START EXTRACT PROVIDED
“A lot of people think if you buy a natural product then you are not going to have any allergies to it. No, that's not what natural means,” says Dr. Cindy Jones, a biochemist and natural-beauty formulator. In fact, two of the most reputedly benign ingredients—the magic-makers chamomile and lavender—are known allergens.
Chamomile can soothe, but for those with an allergy to this family of plants, which also includes daises and ragweed (responsible for common springtime allergies), the potential for hives and swelling hinders relaxation.
Lavender induces tranquility too, but it can also cause enough skin irritation that in May 2014 the Swedish Chemicals Agency (SCA) proposed a health warning on lavender products. The European Union is now considering labeling lavender, “May Be Harmful if Inhaled.” More specifically, a lavender allergy is caused by a compound within lavender extract called linalool. Linalool produces lavender’s fragrance and reacts with air to form the skin irritant. The natural extract of a lavender plant contains 20 to 40 percent linalool, depending on the plant variety, and chemists can synthesize linalool at a purity of 97 percent.
The more people use natural products, the more likely they are to develop an allergy to them, since reactions often occur with regular contact. These types of allergens are called sensitizers.
“People often think that when they become allergic to some thing it has to be something new,” says Dr. Michael Stierstoffer, a dermatologist practicing in the Philadelphia area. “But often it’s something that they have been repetitively exposed to and then at some point in time the immune system just decides to become allergic to it.”
END EXTRACT PROVIDED
START EXTRACTED DATA
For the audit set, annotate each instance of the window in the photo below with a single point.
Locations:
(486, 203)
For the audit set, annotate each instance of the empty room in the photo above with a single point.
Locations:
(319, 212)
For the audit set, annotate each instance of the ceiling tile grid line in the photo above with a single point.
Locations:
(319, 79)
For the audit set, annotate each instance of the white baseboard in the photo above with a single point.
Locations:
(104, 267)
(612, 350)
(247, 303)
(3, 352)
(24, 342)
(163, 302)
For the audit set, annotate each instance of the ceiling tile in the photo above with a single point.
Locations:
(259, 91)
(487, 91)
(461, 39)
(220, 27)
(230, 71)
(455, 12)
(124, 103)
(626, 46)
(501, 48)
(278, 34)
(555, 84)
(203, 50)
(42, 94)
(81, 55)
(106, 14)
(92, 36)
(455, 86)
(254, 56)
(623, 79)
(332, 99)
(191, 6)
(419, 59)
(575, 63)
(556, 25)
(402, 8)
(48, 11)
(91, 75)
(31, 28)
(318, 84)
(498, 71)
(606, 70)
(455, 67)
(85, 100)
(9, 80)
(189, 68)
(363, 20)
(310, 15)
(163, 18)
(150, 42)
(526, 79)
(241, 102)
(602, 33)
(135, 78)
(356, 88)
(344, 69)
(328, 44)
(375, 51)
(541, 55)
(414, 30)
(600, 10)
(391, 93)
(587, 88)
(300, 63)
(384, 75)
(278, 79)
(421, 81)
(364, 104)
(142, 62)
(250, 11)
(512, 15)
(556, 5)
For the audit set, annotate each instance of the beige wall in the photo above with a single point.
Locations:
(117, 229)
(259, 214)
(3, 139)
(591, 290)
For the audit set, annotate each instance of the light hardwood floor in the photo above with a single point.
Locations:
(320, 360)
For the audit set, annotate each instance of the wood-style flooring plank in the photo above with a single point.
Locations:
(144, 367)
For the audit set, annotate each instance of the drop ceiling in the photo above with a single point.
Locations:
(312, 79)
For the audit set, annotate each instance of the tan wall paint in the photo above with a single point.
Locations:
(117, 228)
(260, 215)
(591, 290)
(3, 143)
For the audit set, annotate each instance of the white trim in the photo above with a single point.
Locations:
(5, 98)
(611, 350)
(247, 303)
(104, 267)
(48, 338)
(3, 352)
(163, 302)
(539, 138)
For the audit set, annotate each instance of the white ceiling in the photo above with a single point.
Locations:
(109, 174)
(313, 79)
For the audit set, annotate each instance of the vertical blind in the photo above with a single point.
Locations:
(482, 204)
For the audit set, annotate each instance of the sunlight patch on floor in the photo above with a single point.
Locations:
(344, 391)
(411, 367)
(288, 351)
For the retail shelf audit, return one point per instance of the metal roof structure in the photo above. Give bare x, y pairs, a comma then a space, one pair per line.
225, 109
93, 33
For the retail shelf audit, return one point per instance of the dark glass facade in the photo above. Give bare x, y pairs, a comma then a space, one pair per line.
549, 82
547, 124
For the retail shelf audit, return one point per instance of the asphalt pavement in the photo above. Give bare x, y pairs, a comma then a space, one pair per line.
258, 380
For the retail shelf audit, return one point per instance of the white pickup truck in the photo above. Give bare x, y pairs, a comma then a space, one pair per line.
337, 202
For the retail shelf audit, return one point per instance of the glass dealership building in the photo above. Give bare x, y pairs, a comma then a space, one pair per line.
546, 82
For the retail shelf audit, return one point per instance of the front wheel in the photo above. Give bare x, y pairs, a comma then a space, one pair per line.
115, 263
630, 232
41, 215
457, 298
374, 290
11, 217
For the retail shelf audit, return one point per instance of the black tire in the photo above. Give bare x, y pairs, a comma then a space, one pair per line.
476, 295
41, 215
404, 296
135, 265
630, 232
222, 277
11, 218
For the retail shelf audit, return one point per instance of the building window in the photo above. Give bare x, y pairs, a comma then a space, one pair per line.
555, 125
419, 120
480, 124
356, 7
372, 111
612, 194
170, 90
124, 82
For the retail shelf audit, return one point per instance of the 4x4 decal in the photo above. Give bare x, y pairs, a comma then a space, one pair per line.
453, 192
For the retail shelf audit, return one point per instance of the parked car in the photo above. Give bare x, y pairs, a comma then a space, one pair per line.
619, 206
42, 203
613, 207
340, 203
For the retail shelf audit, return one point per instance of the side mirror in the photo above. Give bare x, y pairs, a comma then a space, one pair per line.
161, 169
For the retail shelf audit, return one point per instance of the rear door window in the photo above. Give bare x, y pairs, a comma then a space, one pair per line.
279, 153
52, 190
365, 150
END EXTRACTED DATA
START EXTRACTED DATA
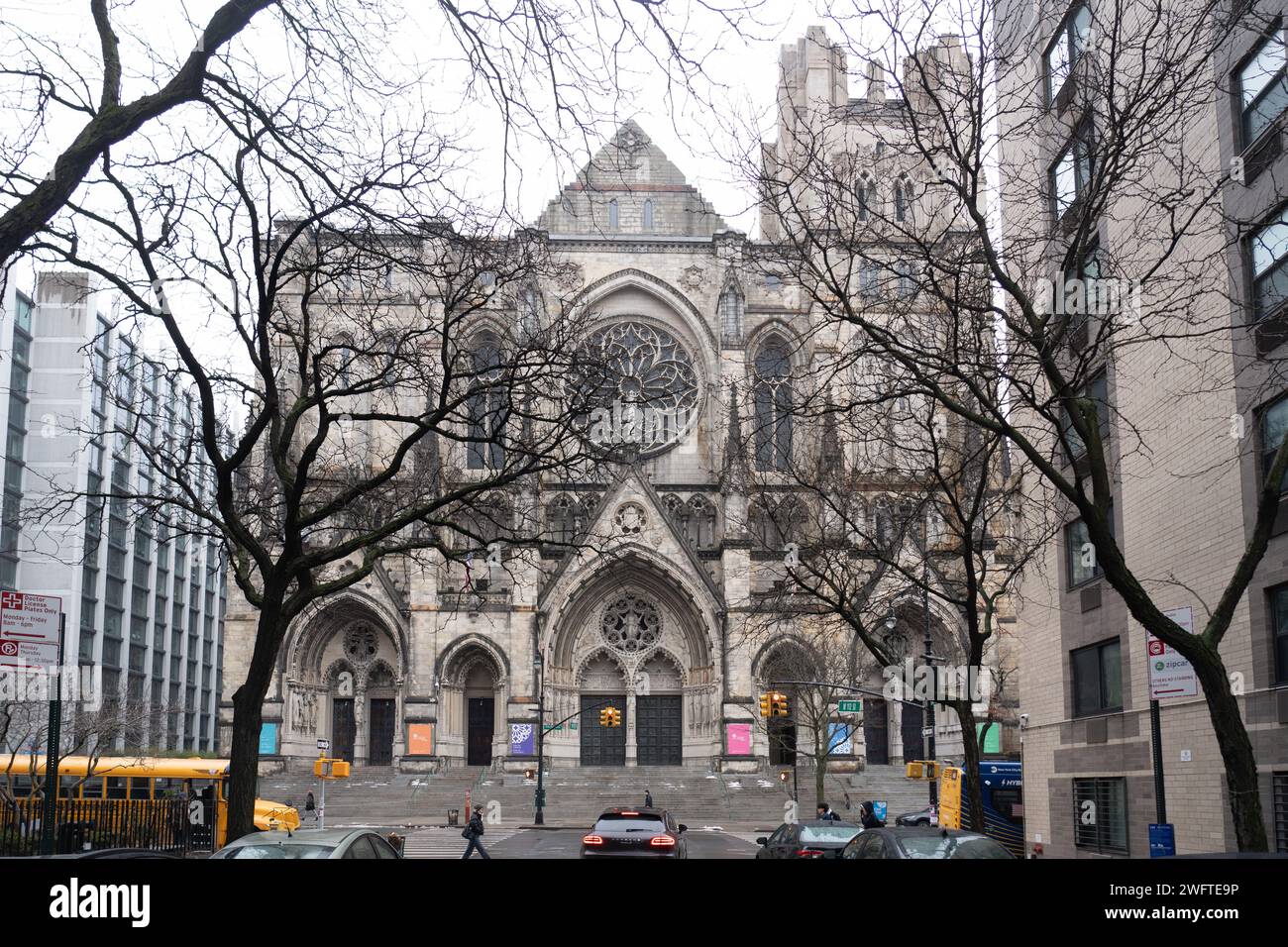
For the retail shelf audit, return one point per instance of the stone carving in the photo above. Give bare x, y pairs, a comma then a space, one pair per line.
END EXTRACTED DATA
START EXTRACTED DATA
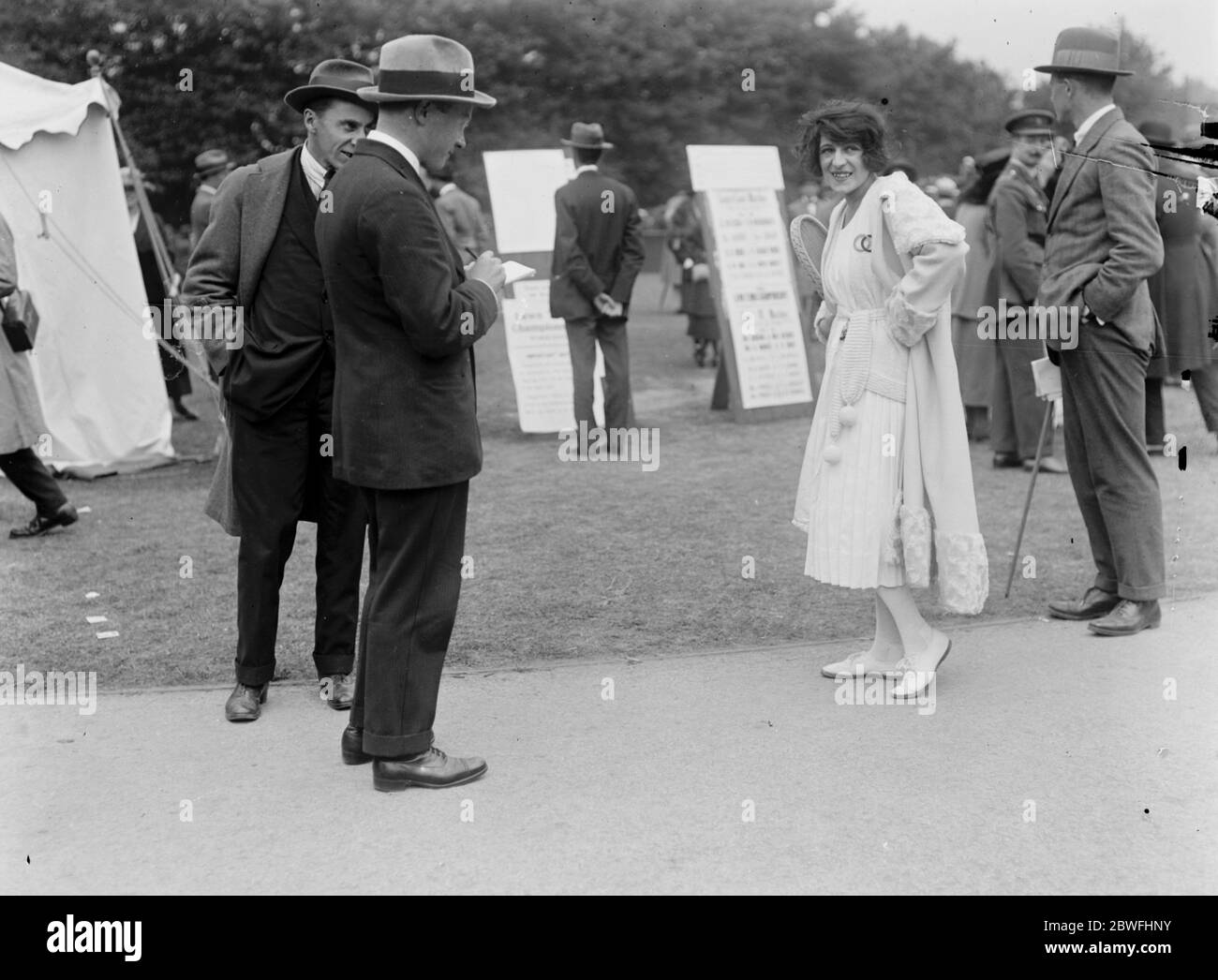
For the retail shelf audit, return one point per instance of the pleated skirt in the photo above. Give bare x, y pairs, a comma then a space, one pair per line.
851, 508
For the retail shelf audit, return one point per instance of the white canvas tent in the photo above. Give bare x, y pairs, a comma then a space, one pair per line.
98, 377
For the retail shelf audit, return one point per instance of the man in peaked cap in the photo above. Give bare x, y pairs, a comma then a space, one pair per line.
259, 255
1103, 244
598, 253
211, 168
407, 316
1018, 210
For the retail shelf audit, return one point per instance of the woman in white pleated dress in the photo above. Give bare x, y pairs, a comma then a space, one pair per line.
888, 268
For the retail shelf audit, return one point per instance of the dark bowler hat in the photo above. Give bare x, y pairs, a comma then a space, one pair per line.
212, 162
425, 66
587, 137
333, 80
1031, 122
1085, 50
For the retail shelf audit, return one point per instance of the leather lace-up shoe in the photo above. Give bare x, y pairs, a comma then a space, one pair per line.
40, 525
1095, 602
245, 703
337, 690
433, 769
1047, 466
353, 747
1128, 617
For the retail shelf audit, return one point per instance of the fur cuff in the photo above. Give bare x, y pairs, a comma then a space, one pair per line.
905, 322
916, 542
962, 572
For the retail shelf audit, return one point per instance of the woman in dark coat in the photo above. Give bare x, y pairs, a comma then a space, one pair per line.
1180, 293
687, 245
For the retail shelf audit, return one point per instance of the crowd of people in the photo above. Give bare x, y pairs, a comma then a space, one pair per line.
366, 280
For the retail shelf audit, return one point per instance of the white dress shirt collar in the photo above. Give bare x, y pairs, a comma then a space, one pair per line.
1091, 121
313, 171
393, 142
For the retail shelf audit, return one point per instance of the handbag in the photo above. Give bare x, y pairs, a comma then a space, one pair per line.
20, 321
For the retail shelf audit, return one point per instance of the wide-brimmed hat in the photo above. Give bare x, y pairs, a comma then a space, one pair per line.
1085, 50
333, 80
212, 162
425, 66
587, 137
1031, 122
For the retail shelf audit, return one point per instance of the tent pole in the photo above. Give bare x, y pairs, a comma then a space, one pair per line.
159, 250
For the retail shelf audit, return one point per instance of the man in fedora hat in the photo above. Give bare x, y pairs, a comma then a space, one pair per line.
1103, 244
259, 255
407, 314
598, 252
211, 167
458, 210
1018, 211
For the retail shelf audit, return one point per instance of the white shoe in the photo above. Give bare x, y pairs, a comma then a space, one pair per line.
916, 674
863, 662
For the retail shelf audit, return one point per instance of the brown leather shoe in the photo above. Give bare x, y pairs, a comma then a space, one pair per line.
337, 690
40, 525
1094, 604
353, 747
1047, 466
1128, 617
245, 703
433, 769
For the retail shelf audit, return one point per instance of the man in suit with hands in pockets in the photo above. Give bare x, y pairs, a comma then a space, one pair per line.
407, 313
END EXTRACTED DATA
■ **EXERCISE SET**:
1. Write out the passage on allergies to natural products between "Chamomile can soothe, but" and "swelling hinders relaxation.", inclusive.
2. Continue the passage on allergies to natural products from where it stops.
You won't need the lines above for this.

■ **SOLVED TASKS**:
1.
Chamomile can soothe, but for those with an allergy to this family of plants, which also includes daises and ragweed (responsible for common springtime allergies), the potential for hives and swelling hinders relaxation.

2.
Some types of allergies induce hay fever and asthma as the immune system dumps histamine and other inflammatory response chemicals into the blood stream in response to the allergen. A Type 1 allergy, as it is known, can be fatal if the inflammation is so severe that the airway swells to the point of closing (called anaphylaxis). A less extreme allergy (Type 4) occurs when lymph nodes absorb an allergen and tag it as suspicious. Continued exposure assures the immune system of the allergen’s ill will and, eventually, contact with the allergen results in a scaly rash. Both types of allergies can exhibit this sensitization lag time, though it’s more common with Type 4.
Stierstoffer says because of the frequent consumer assumption that natural equals better, more people encounter chamomile and lavender than in the past and thus more people react to them. “The more you get exposed to an allergen, the higher the chance that your body’s immune system will see it as something it doesn’t like and react to it.”
The best example of this is a sensitization study conducted with a natural product over nine years in Japan. Researchers analyzed the low-dose exposure of 1483 patients to lavender oil. The study showed that between 1990 and 1998 the rate of allergy among participants increased from 1 percent to 14 percent, with a spike in 1997 when aromatherapy became trendy.